▸ EXCERPTED TEXT:

The 50 or so pregnant women and roughly 300 children among them, as well as the elderly, were falling ill, Chhai Rim, one of the stranded villagers, told the Post by telephone yesterday.

“Children, old people and the pregnant women are sick with flu, fever and diarrhoea,” he said.

Phaenn Mom, 27, said the group had received one delivery of food, enough for a week, from the Cambodian Red Cross about a fortnight ago.

It consisted of 25 kilograms of rice, 10 packages of noodles and one bottle of fish sauce per family, she said.

John Macgregor, communications director of the Cambodian War Amputees Rehabilitation Society, reached the stranded group yesterday.

His NGO and two others that work in the province will today begin providing aid via trucks and boats to about 6,000 people stranded on elevated land in four communes.

“It will be a catastrophe if the rain continues for another week,” Macgregor said, describing the people reached yesterday as ranging from “scraping by” to hungry, sick, desperate and distraught.

Officially, Battambang is not among the provinces hardest hit by floods.

According to the National Committee for Disaster Management, not a single school in the province has been damaged by the flooding, which began in early August.

But as more detailed assessments are made by the NCDA and international NGOs, the scope of what the government has yet to declare a national emergency is becoming clear.

More than 400,000 children have been unable to start school this year because of the flooding, which has damaged 1,138 schools nationwide, according to the latest report from the UN Disaster Management Team.

The report, which relies heavily on NCDA data, put the number of households that have been evacuated because of flooding at 34,204, and the number of people affected at 1.2 mill-ion, or slightly less than 10 per cent of the Kingdom’s population.

The report also said diarrhoea outbreaks had been detected in Svay Rieng and Kampong Thom provinces by UNICEF health staff.

The World Health Organisation said on Wednesday that the Ministry of Health had not detected any such outbreaks in flood-hit areas.

“Have they been to Battambang?” Macgregor asked.

▸ DATA EXTRACTS:
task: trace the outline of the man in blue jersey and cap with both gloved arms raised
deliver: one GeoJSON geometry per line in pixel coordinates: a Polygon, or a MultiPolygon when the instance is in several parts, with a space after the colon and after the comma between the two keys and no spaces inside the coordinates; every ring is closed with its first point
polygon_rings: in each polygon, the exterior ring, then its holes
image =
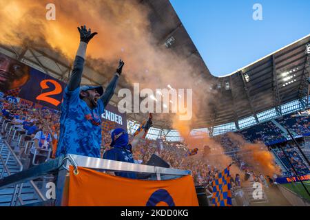
{"type": "Polygon", "coordinates": [[[69,153],[101,156],[101,114],[114,94],[124,65],[123,61],[119,61],[116,73],[105,91],[101,86],[80,87],[87,44],[97,33],[87,30],[85,25],[78,30],[81,41],[64,91],[56,157],[69,153]]]}

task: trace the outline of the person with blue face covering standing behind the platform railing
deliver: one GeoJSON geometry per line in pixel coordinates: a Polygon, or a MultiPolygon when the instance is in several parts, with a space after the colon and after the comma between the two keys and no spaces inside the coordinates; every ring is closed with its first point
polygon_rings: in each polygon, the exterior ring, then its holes
{"type": "MultiPolygon", "coordinates": [[[[112,148],[104,153],[103,159],[112,159],[134,164],[134,157],[132,157],[132,144],[129,143],[128,133],[124,129],[115,129],[112,131],[111,139],[112,142],[110,146],[112,146],[112,148]]],[[[116,176],[136,179],[135,173],[114,173],[116,176]]]]}

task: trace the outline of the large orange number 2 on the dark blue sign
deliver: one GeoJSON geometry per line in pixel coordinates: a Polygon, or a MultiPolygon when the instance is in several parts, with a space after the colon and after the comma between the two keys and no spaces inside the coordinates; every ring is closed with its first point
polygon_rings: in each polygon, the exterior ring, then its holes
{"type": "Polygon", "coordinates": [[[49,92],[45,92],[43,94],[40,94],[39,96],[37,96],[36,99],[37,100],[43,100],[45,102],[49,102],[50,104],[54,104],[54,106],[58,106],[61,102],[59,100],[56,100],[54,98],[50,98],[48,96],[61,94],[61,91],[63,91],[63,89],[61,88],[61,85],[59,83],[57,83],[55,80],[42,80],[40,83],[41,88],[42,89],[50,88],[47,83],[52,83],[54,85],[55,89],[53,91],[49,91],[49,92]]]}

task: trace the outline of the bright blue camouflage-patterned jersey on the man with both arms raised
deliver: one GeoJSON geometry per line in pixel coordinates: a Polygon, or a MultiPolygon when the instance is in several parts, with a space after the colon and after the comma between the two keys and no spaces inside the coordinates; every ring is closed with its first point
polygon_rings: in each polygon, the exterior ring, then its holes
{"type": "Polygon", "coordinates": [[[79,95],[79,87],[74,91],[65,88],[56,157],[68,153],[100,157],[103,102],[99,99],[97,107],[90,109],[79,95]]]}

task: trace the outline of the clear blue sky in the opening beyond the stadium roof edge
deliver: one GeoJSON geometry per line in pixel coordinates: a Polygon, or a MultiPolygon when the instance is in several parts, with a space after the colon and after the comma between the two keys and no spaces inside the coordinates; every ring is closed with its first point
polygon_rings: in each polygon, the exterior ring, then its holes
{"type": "Polygon", "coordinates": [[[209,71],[224,76],[310,34],[310,0],[170,0],[209,71]],[[262,6],[262,20],[253,14],[262,6]]]}

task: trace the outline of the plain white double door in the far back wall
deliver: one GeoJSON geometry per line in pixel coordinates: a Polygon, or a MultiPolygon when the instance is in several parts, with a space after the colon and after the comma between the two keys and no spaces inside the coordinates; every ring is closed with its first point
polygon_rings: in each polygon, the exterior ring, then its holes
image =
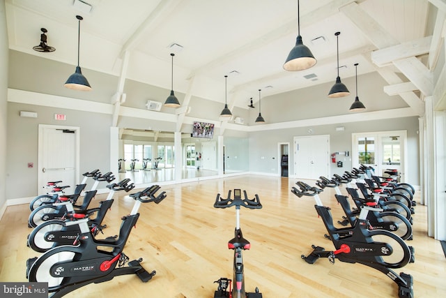
{"type": "Polygon", "coordinates": [[[330,135],[294,137],[294,176],[330,177],[330,135]]]}

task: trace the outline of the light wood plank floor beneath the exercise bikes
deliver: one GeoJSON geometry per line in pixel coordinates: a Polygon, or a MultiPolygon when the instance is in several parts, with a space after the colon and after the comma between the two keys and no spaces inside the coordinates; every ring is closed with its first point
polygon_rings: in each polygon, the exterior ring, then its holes
{"type": "MultiPolygon", "coordinates": [[[[314,185],[314,181],[308,181],[314,185]]],[[[301,254],[316,244],[332,250],[323,237],[325,227],[316,215],[312,198],[298,198],[290,189],[295,179],[244,175],[187,184],[162,186],[167,198],[160,204],[143,204],[137,227],[132,230],[126,255],[144,259],[143,265],[157,274],[148,283],[137,276],[117,276],[112,281],[92,284],[66,297],[213,297],[216,281],[231,278],[234,208],[215,209],[217,193],[242,188],[252,198],[259,194],[263,209],[240,211],[243,235],[251,241],[244,252],[247,291],[259,287],[266,298],[286,297],[397,297],[397,285],[384,274],[357,264],[320,259],[307,264],[301,254]]],[[[128,214],[133,201],[115,195],[115,204],[105,218],[109,228],[103,237],[116,234],[120,217],[128,214]]],[[[341,207],[334,192],[321,194],[323,204],[332,207],[334,220],[341,207]]],[[[95,198],[98,202],[102,196],[95,198]]],[[[8,207],[0,222],[0,281],[26,281],[26,259],[38,256],[26,247],[27,205],[8,207]]],[[[426,207],[415,207],[415,263],[395,270],[414,278],[415,297],[446,297],[446,260],[439,241],[426,236],[426,207]]]]}

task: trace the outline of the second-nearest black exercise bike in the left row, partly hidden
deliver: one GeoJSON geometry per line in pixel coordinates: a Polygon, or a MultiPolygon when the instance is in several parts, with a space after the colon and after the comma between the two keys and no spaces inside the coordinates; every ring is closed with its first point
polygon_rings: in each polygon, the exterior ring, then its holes
{"type": "MultiPolygon", "coordinates": [[[[89,218],[88,225],[93,236],[102,232],[102,229],[107,228],[107,225],[102,225],[102,221],[107,211],[112,207],[114,193],[117,191],[129,192],[134,188],[134,184],[130,183],[130,179],[127,178],[117,184],[109,184],[107,188],[110,190],[107,200],[100,202],[100,207],[86,211],[66,212],[61,219],[52,219],[41,223],[29,234],[28,246],[33,251],[45,253],[45,251],[49,251],[56,246],[72,244],[81,233],[79,225],[73,223],[73,221],[82,218],[89,218]],[[92,218],[93,214],[95,215],[94,218],[92,218]]],[[[160,187],[158,186],[158,188],[160,187]]],[[[147,188],[145,193],[150,194],[155,193],[155,191],[152,188],[147,188]]]]}

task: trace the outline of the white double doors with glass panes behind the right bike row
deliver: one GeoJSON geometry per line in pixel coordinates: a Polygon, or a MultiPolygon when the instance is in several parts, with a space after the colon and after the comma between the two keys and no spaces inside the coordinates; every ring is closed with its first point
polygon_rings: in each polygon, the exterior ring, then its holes
{"type": "Polygon", "coordinates": [[[353,133],[352,139],[353,167],[369,165],[378,176],[387,169],[398,170],[401,182],[406,181],[406,131],[353,133]]]}

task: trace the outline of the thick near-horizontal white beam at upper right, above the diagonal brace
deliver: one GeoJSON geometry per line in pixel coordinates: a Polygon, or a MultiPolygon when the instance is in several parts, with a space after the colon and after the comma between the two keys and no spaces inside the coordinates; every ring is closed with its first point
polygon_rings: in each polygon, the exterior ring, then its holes
{"type": "Polygon", "coordinates": [[[426,54],[431,47],[431,41],[432,36],[426,36],[417,40],[410,40],[407,43],[376,50],[371,53],[371,61],[377,66],[385,66],[395,60],[426,54]]]}

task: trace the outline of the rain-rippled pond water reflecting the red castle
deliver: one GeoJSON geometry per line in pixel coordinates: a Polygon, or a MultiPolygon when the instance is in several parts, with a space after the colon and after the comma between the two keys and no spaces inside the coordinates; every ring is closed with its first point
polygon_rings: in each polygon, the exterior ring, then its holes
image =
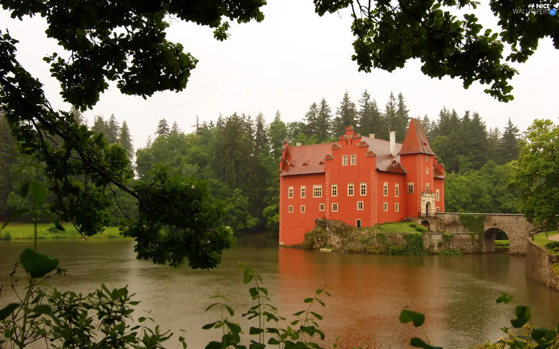
{"type": "MultiPolygon", "coordinates": [[[[0,242],[0,285],[9,285],[13,263],[27,247],[32,247],[31,241],[0,242]]],[[[340,336],[345,343],[409,347],[409,338],[424,335],[411,324],[399,323],[404,307],[424,313],[430,342],[445,348],[498,340],[499,328],[510,327],[517,304],[532,307],[532,322],[538,326],[555,327],[559,322],[559,293],[525,276],[523,256],[338,254],[278,248],[277,241],[268,238],[244,237],[225,252],[218,269],[190,270],[136,260],[129,240],[39,241],[39,251],[58,257],[68,270],[51,283],[59,290],[87,293],[102,283],[110,289],[129,285],[134,299],[141,301],[135,317],[151,310],[162,328],[175,333],[165,346],[170,348],[178,343],[179,329],[187,330],[189,348],[203,348],[220,338],[218,330],[201,329],[219,319],[219,313],[204,311],[216,291],[230,299],[234,319],[248,333],[248,322],[240,314],[252,302],[239,261],[262,275],[272,304],[287,319],[305,309],[304,298],[328,283],[331,297],[323,297],[326,308],[315,309],[324,316],[320,326],[327,346],[340,336]],[[514,295],[516,303],[496,304],[501,292],[514,295]]],[[[9,287],[2,296],[0,308],[11,298],[9,287]]]]}

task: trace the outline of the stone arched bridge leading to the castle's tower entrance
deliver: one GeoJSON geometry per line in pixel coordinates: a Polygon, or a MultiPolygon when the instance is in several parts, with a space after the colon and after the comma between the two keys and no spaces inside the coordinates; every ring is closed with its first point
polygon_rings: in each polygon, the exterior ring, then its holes
{"type": "Polygon", "coordinates": [[[495,251],[495,235],[502,230],[509,237],[509,253],[525,255],[527,250],[530,230],[534,226],[530,224],[522,214],[500,214],[500,213],[435,213],[435,217],[421,218],[421,224],[429,223],[432,231],[448,231],[451,233],[465,233],[466,228],[459,221],[461,214],[484,215],[483,252],[495,251]],[[425,222],[427,221],[427,222],[425,222]]]}

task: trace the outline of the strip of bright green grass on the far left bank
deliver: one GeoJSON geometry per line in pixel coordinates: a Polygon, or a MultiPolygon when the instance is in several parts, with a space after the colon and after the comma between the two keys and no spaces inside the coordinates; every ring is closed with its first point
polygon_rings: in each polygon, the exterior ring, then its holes
{"type": "MultiPolygon", "coordinates": [[[[79,233],[75,230],[72,223],[63,223],[62,225],[66,230],[51,233],[47,231],[50,224],[48,223],[37,224],[37,238],[48,239],[48,238],[81,237],[79,233]]],[[[32,239],[33,237],[34,237],[33,224],[31,223],[11,223],[8,224],[8,226],[4,228],[2,232],[0,232],[1,240],[32,239]]],[[[92,237],[120,237],[119,227],[105,227],[105,231],[103,233],[94,235],[92,237]]]]}

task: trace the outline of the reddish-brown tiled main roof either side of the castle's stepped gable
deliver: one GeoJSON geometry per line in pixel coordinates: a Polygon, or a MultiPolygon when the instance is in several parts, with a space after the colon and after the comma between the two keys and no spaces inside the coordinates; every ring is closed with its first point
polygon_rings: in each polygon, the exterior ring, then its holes
{"type": "MultiPolygon", "coordinates": [[[[372,151],[377,158],[377,169],[380,171],[406,173],[402,166],[397,161],[397,157],[390,154],[390,141],[380,140],[378,138],[362,137],[361,141],[367,142],[368,147],[363,147],[363,152],[372,151]],[[368,148],[368,149],[367,149],[368,148]]],[[[283,168],[281,171],[282,176],[297,175],[297,174],[310,174],[310,173],[324,173],[324,164],[330,160],[324,160],[326,155],[332,155],[331,147],[338,142],[288,146],[283,161],[283,168]],[[302,165],[306,163],[306,165],[302,165]],[[290,166],[295,164],[295,166],[290,166]]],[[[402,144],[396,143],[396,154],[400,151],[402,144]]],[[[336,159],[337,160],[337,159],[336,159]]],[[[333,161],[336,161],[333,160],[333,161]]]]}

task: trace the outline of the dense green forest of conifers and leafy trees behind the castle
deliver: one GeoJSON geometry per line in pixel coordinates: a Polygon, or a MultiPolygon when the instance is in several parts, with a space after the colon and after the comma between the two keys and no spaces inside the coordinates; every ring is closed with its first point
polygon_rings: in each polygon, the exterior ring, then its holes
{"type": "MultiPolygon", "coordinates": [[[[78,122],[82,114],[73,110],[78,122]]],[[[277,111],[267,123],[262,113],[256,117],[233,113],[219,116],[214,121],[200,121],[196,117],[194,131],[185,133],[177,121],[169,125],[160,119],[154,137],[144,147],[134,151],[126,122],[120,126],[114,116],[96,116],[91,129],[103,132],[107,141],[120,143],[135,157],[131,166],[139,179],[153,176],[151,170],[158,163],[173,174],[196,176],[210,183],[214,199],[228,205],[226,224],[240,235],[248,229],[266,228],[270,235],[278,233],[278,158],[283,140],[292,144],[331,142],[343,133],[346,125],[353,125],[362,135],[375,133],[376,138],[389,139],[389,131],[396,131],[396,141],[402,142],[409,125],[409,109],[404,96],[390,93],[385,106],[365,90],[353,102],[348,92],[337,107],[330,107],[323,98],[312,103],[302,121],[284,122],[277,111]],[[335,110],[334,110],[335,109],[335,110]]],[[[520,132],[510,122],[502,128],[487,129],[476,112],[462,114],[443,107],[436,118],[421,117],[433,151],[447,171],[445,205],[447,212],[518,213],[518,193],[506,187],[509,162],[518,158],[520,132]]],[[[183,126],[184,127],[184,126],[183,126]]],[[[17,179],[11,179],[21,166],[21,159],[13,157],[15,142],[7,125],[0,121],[0,209],[10,213],[30,205],[17,195],[21,181],[30,176],[46,181],[40,170],[30,168],[17,179]]],[[[119,201],[125,212],[132,214],[135,202],[127,195],[112,199],[119,201]],[[120,200],[119,200],[120,198],[120,200]]],[[[122,193],[121,193],[122,194],[122,193]]],[[[117,221],[117,213],[113,214],[117,221]]]]}

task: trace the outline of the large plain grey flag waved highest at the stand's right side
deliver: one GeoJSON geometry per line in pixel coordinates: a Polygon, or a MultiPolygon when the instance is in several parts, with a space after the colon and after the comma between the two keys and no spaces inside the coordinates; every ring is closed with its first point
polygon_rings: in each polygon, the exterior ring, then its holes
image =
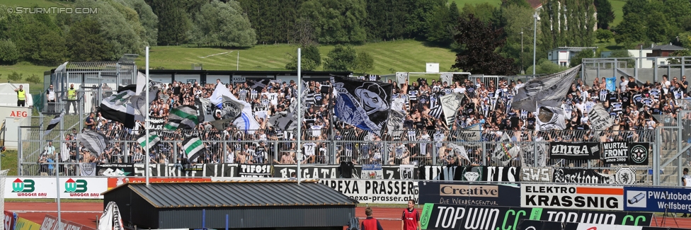
{"type": "Polygon", "coordinates": [[[566,71],[527,81],[513,97],[511,107],[537,112],[537,102],[554,108],[561,106],[561,101],[569,93],[571,83],[580,69],[579,64],[566,71]]]}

▸ REQUIRED ACTION A: According to the flood article, how many households had been evacuated because of flooding?
▸ REQUIRED ACTION B: Quote the flood article word for word. Begin at the words "The 50 or so" and stop after "by telephone yesterday.".
▸ REQUIRED ACTION C: From the flood article, list every item that the Cambodian Red Cross delivery provided to each family.

▸ PROBLEM SOLUTION A: 34,204 households had been evacuated.

▸ PROBLEM SOLUTION B:
The 50 or so pregnant women and roughly 300 children among them, as well as the elderly, were falling ill, Chhai Rim, one of the stranded villagers, told the Post by telephone yesterday.

▸ PROBLEM SOLUTION C:
- 25 kilograms of rice
- 10 packages of noodles
- one bottle of fish sauce